● Text shown:

Fourth-quarter sales for 20X0 are 55,000 units.

Unit sales by quarter (for 20X1) are projected as follows:

First quarter 65,000    
Second quarter 70,000    
Third quarter 75,000    
Fourth quarter 90,000    

The selling price is $400 per unit. All sales are credit sales. Optima collects 85% of all sales within the quarter in which they are realized; the other 15% is collected in the following quarter. There are no bad debts.There is no beginning inventory of finished goods. Optima is planning the following ending finished goods inventories for each quarter:

First quarter 13,000 units    
Second quarter 15,000 units    
Third quarter 20,000 units    
Fourth quarter 10,000 units    

Each mass-storage unit uses 5 hours of direct labor and three units of direct materials. Laborers are paid $10 per hour, and one unit of direct materials costs $80.

There are 65,700 units of direct materials in beginning inventory as of January 1, 20X1. At the end of each quarter, Optima plans to have 30% of the direct materials needed for next quarter's unit sales. Optima will end the year with the same amount of direct materials found in this year's beginning inventory.

Optima buys direct materials on account. Half of the purchases are paid for in the quarter of acquisition, and the remaining half are paid for in the following quarter. Wages and salaries are paid on the 15th and 30th of each month.

Fixed overhead totals $1 million each quarter. Of this total, $350,000 represents depreciation. All other fixed expenses are paid for in cash in the quarter incurred. The fixed overhead rate is computed by dividing the year's total fixed overhead by the year's budgeted production in units.

● To do:
(1) According to the budget text, what percentage of its sales does Optima collect within the quarter in which they are realized?
(2) Repeat the budget text from "First quarter 13,000" up to and including "year's beginning inventory.", renaming "direct materials" as "raw materials" throughout.

● Records excerpted from a collection:
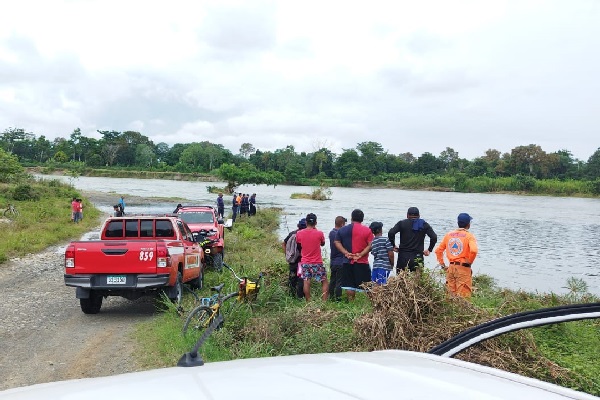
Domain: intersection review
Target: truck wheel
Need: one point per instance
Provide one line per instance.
(92, 304)
(218, 262)
(176, 293)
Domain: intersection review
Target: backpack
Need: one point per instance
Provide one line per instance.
(292, 253)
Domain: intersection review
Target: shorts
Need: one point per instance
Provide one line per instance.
(354, 275)
(380, 275)
(316, 271)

● Outputs for the tasks:
(1) 85%

(2)
First quarter 13,000 units    
Second quarter 15,000 units    
Third quarter 20,000 units    
Fourth quarter 10,000 units    

Each mass-storage unit uses 5 hours of direct labor and three units of raw materials. Laborers are paid $10 per hour, and one unit of raw materials costs $80.

There are 65,700 units of raw materials in beginning inventory as of January 1, 20X1. At the end of each quarter, Optima plans to have 30% of the raw materials needed for next quarter's unit sales. Optima will end the year with the same amount of raw materials found in this year's beginning inventory.